══ Data to use ══
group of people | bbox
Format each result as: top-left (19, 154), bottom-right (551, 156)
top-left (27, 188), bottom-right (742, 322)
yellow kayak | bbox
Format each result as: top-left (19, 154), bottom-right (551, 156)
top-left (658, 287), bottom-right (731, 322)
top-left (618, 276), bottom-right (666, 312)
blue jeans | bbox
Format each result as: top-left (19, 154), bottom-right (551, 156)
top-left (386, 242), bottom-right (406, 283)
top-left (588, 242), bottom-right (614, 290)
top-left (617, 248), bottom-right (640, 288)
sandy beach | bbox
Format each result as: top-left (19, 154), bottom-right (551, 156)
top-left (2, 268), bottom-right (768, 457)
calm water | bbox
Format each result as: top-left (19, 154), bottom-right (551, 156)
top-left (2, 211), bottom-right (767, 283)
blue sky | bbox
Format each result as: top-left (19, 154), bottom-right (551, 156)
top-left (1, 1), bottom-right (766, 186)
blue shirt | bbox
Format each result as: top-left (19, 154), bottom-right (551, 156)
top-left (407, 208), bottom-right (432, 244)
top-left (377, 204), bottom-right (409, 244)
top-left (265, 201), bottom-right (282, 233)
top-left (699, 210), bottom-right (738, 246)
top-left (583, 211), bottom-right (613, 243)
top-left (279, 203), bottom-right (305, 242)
═══
● **The problem**
Please print the lines from the one containing "blue shirt | bbox" through the last line of the material, exactly, and leave out all other lines.

● **Solution for this exercise**
blue shirt | bbox
Format each result as: top-left (19, 154), bottom-right (551, 156)
top-left (407, 208), bottom-right (432, 244)
top-left (377, 204), bottom-right (409, 244)
top-left (265, 201), bottom-right (282, 233)
top-left (699, 210), bottom-right (738, 246)
top-left (583, 211), bottom-right (613, 243)
top-left (279, 203), bottom-right (305, 242)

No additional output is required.